═══ DATASET ═══

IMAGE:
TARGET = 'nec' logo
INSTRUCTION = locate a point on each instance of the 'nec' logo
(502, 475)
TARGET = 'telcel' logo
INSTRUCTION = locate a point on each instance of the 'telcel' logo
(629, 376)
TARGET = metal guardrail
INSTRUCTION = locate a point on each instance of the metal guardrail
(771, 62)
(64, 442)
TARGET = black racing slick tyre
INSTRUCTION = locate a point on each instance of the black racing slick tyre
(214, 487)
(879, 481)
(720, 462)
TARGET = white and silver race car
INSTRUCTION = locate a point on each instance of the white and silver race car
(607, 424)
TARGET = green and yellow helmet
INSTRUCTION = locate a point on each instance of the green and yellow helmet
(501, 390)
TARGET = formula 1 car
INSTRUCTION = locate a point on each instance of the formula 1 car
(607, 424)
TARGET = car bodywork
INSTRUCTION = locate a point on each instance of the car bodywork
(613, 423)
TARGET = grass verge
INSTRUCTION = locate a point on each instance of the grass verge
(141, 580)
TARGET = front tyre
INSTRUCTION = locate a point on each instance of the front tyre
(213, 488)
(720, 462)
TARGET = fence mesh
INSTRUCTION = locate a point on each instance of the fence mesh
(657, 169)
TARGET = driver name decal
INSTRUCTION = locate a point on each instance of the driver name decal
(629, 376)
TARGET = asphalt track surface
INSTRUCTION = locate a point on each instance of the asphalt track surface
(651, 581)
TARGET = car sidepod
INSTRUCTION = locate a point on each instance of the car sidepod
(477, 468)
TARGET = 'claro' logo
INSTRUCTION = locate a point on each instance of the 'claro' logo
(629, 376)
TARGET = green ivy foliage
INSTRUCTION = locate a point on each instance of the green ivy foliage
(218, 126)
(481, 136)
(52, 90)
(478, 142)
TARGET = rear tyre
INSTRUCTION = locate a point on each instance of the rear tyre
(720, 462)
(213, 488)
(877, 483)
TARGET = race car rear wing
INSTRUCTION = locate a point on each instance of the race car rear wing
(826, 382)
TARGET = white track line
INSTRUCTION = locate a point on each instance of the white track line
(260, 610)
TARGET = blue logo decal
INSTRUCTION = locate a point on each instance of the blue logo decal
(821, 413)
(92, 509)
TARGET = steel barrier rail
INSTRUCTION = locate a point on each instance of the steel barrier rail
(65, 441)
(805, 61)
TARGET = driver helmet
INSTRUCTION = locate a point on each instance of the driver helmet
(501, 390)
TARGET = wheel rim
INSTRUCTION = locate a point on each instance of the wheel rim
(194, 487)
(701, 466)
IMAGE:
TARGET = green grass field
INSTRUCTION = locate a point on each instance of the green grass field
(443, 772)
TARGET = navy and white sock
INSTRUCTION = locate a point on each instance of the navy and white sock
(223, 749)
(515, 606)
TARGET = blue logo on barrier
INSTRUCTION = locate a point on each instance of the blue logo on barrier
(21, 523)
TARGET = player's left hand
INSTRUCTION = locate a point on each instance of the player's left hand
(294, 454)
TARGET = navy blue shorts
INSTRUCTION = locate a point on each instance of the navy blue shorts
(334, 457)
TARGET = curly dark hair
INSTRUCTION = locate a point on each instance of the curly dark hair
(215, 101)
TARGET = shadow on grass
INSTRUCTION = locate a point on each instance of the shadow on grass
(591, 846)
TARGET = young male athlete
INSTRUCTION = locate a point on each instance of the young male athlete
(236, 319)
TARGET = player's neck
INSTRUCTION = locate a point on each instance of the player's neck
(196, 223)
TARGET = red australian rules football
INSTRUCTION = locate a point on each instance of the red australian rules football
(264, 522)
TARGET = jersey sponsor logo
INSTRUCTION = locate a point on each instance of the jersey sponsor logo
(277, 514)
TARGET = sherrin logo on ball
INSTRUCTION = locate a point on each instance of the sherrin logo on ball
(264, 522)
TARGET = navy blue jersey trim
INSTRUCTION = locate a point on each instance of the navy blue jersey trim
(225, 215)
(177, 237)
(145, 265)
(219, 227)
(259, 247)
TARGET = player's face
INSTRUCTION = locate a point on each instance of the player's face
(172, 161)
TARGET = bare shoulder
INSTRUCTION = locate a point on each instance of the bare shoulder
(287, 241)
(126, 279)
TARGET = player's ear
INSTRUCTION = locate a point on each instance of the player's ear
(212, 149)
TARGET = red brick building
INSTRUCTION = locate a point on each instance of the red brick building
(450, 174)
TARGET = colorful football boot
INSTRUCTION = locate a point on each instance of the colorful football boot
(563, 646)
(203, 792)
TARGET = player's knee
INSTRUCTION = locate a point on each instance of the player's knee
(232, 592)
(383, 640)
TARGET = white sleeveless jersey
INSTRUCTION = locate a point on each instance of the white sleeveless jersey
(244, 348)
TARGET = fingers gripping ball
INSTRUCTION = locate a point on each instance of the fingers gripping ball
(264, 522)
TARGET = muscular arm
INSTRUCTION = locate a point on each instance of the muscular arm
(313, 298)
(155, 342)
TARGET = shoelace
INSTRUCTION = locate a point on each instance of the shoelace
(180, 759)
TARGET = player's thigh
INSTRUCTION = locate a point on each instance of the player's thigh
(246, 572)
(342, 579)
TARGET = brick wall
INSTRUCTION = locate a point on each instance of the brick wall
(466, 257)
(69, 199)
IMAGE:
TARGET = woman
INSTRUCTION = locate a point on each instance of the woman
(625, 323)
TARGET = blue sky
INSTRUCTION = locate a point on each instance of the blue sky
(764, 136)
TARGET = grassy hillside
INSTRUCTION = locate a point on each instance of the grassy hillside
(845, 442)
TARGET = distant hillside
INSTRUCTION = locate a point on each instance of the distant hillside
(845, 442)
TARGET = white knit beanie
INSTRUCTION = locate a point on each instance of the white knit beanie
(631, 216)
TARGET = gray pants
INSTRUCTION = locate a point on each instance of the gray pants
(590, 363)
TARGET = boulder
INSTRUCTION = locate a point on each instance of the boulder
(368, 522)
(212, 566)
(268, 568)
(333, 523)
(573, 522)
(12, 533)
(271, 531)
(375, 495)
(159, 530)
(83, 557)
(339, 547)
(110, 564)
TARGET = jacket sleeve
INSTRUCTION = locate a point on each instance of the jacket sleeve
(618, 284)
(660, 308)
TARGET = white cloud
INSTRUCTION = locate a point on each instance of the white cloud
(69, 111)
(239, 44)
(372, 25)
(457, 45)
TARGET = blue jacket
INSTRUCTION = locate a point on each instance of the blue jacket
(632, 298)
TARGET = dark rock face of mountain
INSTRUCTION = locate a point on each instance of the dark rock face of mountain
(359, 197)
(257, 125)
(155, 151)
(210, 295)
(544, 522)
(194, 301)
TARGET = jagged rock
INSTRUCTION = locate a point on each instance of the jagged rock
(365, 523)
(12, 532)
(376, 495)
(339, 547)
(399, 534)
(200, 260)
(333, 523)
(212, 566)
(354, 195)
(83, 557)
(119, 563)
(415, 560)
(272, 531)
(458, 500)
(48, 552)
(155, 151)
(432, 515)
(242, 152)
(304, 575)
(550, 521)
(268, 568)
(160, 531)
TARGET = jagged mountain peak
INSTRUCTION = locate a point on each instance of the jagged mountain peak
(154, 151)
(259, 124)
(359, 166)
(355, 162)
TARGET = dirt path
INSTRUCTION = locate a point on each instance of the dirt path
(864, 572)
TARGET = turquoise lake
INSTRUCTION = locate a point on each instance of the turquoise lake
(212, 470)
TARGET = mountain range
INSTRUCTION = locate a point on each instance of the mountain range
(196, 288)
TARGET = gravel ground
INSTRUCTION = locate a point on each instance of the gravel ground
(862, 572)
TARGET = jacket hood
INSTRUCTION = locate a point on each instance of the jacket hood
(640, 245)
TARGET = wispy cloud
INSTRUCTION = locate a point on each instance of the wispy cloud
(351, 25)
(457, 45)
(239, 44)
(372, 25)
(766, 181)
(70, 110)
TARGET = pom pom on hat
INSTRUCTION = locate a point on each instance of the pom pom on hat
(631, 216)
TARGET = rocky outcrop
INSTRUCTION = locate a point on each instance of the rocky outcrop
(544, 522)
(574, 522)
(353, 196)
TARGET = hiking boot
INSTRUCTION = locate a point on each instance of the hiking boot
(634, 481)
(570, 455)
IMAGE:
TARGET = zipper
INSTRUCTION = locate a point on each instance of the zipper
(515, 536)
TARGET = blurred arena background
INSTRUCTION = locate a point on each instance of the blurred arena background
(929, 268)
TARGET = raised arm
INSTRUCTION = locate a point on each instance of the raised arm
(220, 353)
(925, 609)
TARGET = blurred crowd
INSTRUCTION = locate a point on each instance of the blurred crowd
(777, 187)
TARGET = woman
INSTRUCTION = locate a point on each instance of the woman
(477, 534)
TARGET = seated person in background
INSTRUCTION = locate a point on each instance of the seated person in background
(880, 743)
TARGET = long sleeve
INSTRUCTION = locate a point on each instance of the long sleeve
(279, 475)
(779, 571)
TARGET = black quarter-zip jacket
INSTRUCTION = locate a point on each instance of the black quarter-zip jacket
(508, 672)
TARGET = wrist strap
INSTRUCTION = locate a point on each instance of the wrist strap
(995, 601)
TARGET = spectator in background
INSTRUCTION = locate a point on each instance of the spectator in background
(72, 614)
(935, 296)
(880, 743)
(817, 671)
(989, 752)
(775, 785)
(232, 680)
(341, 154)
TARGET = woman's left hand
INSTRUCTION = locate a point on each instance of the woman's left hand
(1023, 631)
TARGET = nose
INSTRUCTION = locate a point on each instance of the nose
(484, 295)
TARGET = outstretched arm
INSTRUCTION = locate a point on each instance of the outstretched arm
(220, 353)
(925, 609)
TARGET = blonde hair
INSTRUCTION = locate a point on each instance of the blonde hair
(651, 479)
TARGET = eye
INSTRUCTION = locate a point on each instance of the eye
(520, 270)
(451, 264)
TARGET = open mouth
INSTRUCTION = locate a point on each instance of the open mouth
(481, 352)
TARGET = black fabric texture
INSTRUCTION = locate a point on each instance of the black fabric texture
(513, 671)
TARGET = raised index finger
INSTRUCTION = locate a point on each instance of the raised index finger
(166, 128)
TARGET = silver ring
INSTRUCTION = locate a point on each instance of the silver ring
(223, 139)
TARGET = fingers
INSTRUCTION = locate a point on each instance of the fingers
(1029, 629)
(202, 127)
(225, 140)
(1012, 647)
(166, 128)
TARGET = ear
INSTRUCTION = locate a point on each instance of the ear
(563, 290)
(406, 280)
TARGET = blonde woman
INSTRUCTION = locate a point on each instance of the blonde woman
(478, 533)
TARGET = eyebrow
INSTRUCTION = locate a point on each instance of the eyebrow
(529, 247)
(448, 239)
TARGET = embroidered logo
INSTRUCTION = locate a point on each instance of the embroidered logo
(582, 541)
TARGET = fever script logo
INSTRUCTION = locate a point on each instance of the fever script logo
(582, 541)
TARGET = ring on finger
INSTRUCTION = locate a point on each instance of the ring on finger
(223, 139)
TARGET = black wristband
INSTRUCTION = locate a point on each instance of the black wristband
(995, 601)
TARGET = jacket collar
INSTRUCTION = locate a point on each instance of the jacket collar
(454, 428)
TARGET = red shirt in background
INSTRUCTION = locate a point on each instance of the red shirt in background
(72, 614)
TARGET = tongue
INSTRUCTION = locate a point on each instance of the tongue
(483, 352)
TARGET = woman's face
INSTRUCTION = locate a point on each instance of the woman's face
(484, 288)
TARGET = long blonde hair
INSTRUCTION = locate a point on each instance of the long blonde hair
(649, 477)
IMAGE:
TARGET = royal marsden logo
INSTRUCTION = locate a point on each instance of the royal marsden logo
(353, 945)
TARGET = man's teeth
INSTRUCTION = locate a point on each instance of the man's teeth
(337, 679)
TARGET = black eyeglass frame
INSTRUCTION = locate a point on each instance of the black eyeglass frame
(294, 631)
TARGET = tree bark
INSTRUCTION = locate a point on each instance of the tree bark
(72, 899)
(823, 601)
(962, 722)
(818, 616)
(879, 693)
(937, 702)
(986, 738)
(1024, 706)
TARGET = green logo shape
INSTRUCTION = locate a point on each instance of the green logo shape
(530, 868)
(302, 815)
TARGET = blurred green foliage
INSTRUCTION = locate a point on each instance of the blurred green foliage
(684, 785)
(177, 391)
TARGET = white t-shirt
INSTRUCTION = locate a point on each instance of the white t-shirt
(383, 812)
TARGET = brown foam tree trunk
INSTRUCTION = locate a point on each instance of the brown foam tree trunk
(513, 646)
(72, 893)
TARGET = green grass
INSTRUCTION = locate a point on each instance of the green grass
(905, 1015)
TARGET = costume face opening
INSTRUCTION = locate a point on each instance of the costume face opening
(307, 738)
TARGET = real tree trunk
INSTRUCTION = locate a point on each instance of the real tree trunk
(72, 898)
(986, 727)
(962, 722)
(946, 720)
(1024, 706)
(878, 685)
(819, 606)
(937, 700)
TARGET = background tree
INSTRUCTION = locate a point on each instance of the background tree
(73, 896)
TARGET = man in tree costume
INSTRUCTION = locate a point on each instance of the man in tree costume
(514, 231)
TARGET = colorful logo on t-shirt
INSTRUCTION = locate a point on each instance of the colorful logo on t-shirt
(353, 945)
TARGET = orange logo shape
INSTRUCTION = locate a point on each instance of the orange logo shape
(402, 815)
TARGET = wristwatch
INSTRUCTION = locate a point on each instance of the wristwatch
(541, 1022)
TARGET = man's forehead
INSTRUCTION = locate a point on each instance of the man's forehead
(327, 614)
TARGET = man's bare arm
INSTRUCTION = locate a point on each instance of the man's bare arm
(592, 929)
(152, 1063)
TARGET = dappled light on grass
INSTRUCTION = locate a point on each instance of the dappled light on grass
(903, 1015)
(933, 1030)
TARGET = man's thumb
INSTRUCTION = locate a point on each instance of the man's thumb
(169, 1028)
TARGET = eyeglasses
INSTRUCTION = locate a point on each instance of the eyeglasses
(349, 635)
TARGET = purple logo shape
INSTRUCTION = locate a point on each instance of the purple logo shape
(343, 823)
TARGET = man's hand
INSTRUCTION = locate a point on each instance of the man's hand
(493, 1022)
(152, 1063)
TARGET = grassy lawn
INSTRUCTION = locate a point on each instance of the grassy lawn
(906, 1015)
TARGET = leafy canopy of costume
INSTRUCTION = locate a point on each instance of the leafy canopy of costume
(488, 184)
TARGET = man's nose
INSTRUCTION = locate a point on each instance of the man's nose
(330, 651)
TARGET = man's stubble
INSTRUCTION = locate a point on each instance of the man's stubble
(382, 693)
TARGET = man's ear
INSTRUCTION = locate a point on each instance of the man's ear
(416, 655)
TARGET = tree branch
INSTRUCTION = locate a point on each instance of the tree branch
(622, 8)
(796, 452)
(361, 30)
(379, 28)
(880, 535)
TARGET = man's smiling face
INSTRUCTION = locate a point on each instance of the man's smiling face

═══

Could you return exactly the lines above from the line with "TARGET = white sleeveless jersey" to the line with "TARGET = shoelace", both included, and nothing else?

TARGET = white sleeveless jersey
INSTRUCTION = locate a point on each instance of the white sleeveless jersey
(244, 348)
TARGET = fingers gripping ball
INSTRUCTION = locate a point on each instance of the fingers gripping ball
(264, 522)
TARGET = muscular arm
INSTRUCTION = locate a point on each instance of the muscular arm
(313, 298)
(155, 342)
TARGET = shoelace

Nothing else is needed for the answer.